Objectives:
1: In two sentences, summarize the allegations passage.
2: Return everything in the allegations passage from "The tenth allegation" down to "February 10, 1903.", copied word for word.

[Start of Passage given]

The eighth allegation is "that the property mentioned and described in said chattel mortgage and the schedule annexed consisted of the following law books constituting a part of his library, to wit:" (Here follows a description of the same books described in the mortgage of March 21, 1896, and an allegation that this mortgage was a renewal of said first mortgage.)

The ninth allegation is that the last described note and mortgage were made, executed and delivered for the purpose of renewing the said note and mortgage, dated March 21, 1896, together with the accrued interest thereon, which said promissory note last above described is the identical note first above described, with the interest included therein, and is a renewal thereof.

The tenth allegation is that default has been made in the said chattel mortgage and the said notes in this: that the said notes have long since matured and remain wholly and entirely unpaid.

The eleventh allegation is that prior to the institution of this proceeding, plaintiff presented to the administrator of the estate of Jas. W. Reid his claim based upon said note, and at the time of presenting the same based his claim upon a copy of the note and mortgage referred to, and that the same was duly allowed as a secured claim against said estate by the administrator thereof, which allowance was approved by the probate court of Nez Perce county.

The twelfth sets out that there is due on said note as renewed and secured by said mortgage the sum of $ 504, with interest on $ 344 thereof at twelve per cent per annum from February 10, 1903.

The thirteenth alleges that the Lewiston National Bank, a corporation, and J. B. Morris, have, or claim to have, some interest in the property herein described and described in the hereto annexed exhibit as mortgagees, encumbrancers or purchasers, the exact nature of which is unknown to plaintiff, and which interest is subsequent, subject, prior and junior to plaintiff's said mortgage, and said corporation and said Morris are made parties hereto by reason of such adverse interest.

[End of Passage given]
[Start of Supplied data]

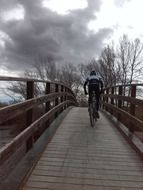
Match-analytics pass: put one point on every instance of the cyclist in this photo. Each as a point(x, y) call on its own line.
point(95, 84)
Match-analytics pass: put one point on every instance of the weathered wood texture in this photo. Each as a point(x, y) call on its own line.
point(121, 102)
point(15, 147)
point(83, 158)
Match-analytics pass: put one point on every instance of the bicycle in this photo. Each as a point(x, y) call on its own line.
point(92, 110)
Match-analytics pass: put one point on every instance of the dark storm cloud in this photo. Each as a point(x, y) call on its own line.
point(43, 32)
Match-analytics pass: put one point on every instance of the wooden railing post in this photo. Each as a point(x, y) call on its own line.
point(47, 92)
point(65, 97)
point(112, 99)
point(62, 98)
point(107, 92)
point(57, 99)
point(132, 109)
point(30, 94)
point(120, 91)
point(29, 114)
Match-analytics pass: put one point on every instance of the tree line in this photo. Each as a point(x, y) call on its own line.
point(120, 65)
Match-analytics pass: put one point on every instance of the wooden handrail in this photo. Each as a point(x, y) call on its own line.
point(61, 98)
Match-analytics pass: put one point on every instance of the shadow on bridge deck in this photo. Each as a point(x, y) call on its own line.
point(83, 158)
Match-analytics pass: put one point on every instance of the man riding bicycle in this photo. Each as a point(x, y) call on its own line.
point(95, 84)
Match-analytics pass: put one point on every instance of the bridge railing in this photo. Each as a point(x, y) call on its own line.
point(122, 101)
point(56, 99)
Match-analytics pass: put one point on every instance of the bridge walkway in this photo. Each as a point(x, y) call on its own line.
point(83, 158)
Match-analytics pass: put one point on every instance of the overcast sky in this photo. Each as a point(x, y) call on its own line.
point(70, 31)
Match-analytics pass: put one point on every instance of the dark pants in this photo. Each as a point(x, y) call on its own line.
point(91, 89)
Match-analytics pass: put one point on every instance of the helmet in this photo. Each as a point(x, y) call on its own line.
point(93, 73)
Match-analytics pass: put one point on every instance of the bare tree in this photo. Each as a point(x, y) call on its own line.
point(129, 59)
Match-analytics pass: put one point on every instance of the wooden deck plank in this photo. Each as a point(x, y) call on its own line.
point(81, 157)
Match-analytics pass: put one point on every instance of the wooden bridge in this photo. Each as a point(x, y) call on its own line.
point(57, 149)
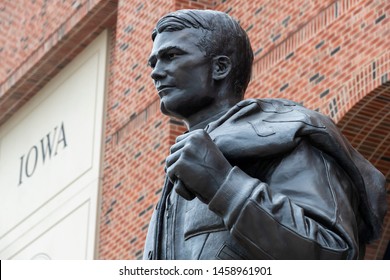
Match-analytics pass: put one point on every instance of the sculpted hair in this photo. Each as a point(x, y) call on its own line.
point(223, 35)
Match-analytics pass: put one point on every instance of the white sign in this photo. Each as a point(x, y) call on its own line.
point(50, 151)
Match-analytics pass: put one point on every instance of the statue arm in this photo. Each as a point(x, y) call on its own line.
point(303, 212)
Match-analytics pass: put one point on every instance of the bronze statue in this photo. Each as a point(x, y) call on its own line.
point(255, 178)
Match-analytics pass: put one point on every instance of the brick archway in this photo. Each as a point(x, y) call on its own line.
point(367, 127)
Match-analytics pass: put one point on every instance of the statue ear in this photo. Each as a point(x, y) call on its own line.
point(221, 67)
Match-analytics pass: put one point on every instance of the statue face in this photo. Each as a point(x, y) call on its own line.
point(182, 74)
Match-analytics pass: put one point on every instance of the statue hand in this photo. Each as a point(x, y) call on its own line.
point(197, 166)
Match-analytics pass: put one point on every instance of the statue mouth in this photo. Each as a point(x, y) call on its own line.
point(163, 90)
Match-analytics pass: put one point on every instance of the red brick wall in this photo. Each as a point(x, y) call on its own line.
point(332, 56)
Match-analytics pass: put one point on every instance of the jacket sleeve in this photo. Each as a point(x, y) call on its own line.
point(305, 210)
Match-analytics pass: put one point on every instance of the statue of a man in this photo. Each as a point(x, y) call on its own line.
point(254, 178)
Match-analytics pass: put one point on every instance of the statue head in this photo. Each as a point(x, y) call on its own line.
point(221, 35)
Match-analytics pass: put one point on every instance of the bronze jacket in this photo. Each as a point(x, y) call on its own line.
point(298, 190)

[End of Supplied data]

Results for the exercise:
1: The allegations state that a later note and chattel mortgage covering law books renewed a note and mortgage dated March 21, 1896, and that the notes have matured and remain wholly unpaid. The plaintiff's claim was allowed as a secured claim against the estate of Jas. W. Reid, with $504 said to be due plus twelve percent interest on $344 from February 10, 1903, and the Lewiston National Bank and J. B. Morris are made parties because they have or claim some interest in the property.

2:
The tenth allegation is that default has been made in the said chattel mortgage and the said notes in this: that the said notes have long since matured and remain wholly and entirely unpaid.

The eleventh allegation is that prior to the institution of this proceeding, plaintiff presented to the administrator of the estate of Jas. W. Reid his claim based upon said note, and at the time of presenting the same based his claim upon a copy of the note and mortgage referred to, and that the same was duly allowed as a secured claim against said estate by the administrator thereof, which allowance was approved by the probate court of Nez Perce county.

The twelfth sets out that there is due on said note as renewed and secured by said mortgage the sum of $ 504, with interest on $ 344 thereof at twelve per cent per annum from February 10, 1903.